+++ EXERCISE DATA

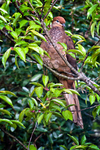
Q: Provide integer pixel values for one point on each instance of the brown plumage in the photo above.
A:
(57, 33)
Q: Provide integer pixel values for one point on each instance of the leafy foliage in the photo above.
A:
(30, 97)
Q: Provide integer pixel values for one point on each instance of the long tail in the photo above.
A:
(75, 109)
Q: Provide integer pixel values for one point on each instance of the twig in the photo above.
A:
(50, 9)
(37, 15)
(32, 135)
(6, 35)
(14, 138)
(20, 11)
(38, 137)
(84, 62)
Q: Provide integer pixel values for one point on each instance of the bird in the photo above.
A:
(55, 62)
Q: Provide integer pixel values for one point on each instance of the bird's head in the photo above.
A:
(58, 21)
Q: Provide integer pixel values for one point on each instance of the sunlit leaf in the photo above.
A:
(93, 28)
(6, 99)
(40, 118)
(17, 122)
(38, 34)
(45, 79)
(67, 115)
(91, 9)
(5, 56)
(6, 120)
(92, 98)
(20, 52)
(39, 91)
(74, 139)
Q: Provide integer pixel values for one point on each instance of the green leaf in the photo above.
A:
(39, 59)
(93, 28)
(3, 19)
(23, 22)
(92, 98)
(36, 77)
(22, 114)
(82, 49)
(38, 34)
(6, 99)
(32, 147)
(36, 48)
(74, 139)
(5, 111)
(80, 147)
(63, 45)
(40, 118)
(31, 104)
(94, 147)
(67, 115)
(20, 52)
(63, 147)
(34, 101)
(67, 91)
(5, 56)
(8, 92)
(47, 117)
(6, 120)
(91, 9)
(17, 122)
(21, 43)
(3, 10)
(45, 79)
(59, 102)
(80, 37)
(39, 91)
(83, 140)
(74, 91)
(14, 35)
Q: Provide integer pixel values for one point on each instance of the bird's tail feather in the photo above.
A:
(75, 109)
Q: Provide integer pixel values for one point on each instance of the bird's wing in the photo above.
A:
(57, 63)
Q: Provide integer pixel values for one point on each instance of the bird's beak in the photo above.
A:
(63, 25)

++++++

YOUR TASK —
Rewrite all of the data above, replacing "integer pixel values" with "whole-number pixel coordinates" wherever it occurs and leaving everything else unchanged. Omit the pictures from your answer.

TASK ANSWER —
Q: Provide whole-number pixel coordinates for one point on each instance of the brown plumage in the photo above.
A:
(57, 33)
Q: Provide whole-number pixel coordinates for one point on each instance of the leafy foliage in the photo above.
A:
(30, 97)
Q: Provide whole-number pixel coordinates for one point on each instance of the long tail in the photo above.
A:
(75, 109)
Q: Provide whole-number pixel coordinates for one point on each instance of the twig in the photo above.
A:
(50, 9)
(37, 15)
(32, 135)
(6, 35)
(14, 138)
(20, 11)
(38, 137)
(84, 62)
Q: Provide whole-number pixel coordinates for one point on each instance of the bird in the photo above.
A:
(55, 62)
Q: Provide whole-number pixel coordinates for one point on each instance of the bird's head in the photo above.
A:
(58, 21)
Q: Provide whole-number pixel coordinates for one point on each instance of the sunlit leaf in the photo above.
A:
(93, 28)
(6, 99)
(40, 118)
(17, 122)
(38, 34)
(45, 79)
(67, 115)
(91, 9)
(5, 56)
(6, 120)
(92, 98)
(20, 52)
(39, 91)
(74, 139)
Q: Provide whole-number pixel coordinates for one point on each instance of the green leaf in the photo above.
A:
(39, 59)
(93, 28)
(3, 19)
(23, 22)
(92, 98)
(36, 77)
(22, 114)
(82, 49)
(38, 34)
(6, 99)
(32, 147)
(36, 48)
(74, 139)
(5, 111)
(80, 147)
(63, 45)
(40, 118)
(31, 104)
(94, 147)
(67, 115)
(20, 52)
(63, 147)
(34, 101)
(67, 91)
(5, 56)
(8, 92)
(47, 117)
(6, 120)
(91, 9)
(17, 122)
(21, 43)
(3, 10)
(45, 79)
(59, 102)
(80, 37)
(39, 91)
(83, 140)
(74, 91)
(14, 35)
Q: Provide whole-number pixel coordinates for one point on each instance of the bird's tail feather in the photo above.
A:
(75, 109)
Q: Provide whole-number pixel coordinates for one point on each instance of the bird's wing in the photo above.
A:
(57, 63)
Q: Provide whole-number pixel coordinates for one point on each instance of the bird's beak in the photo above.
A:
(63, 25)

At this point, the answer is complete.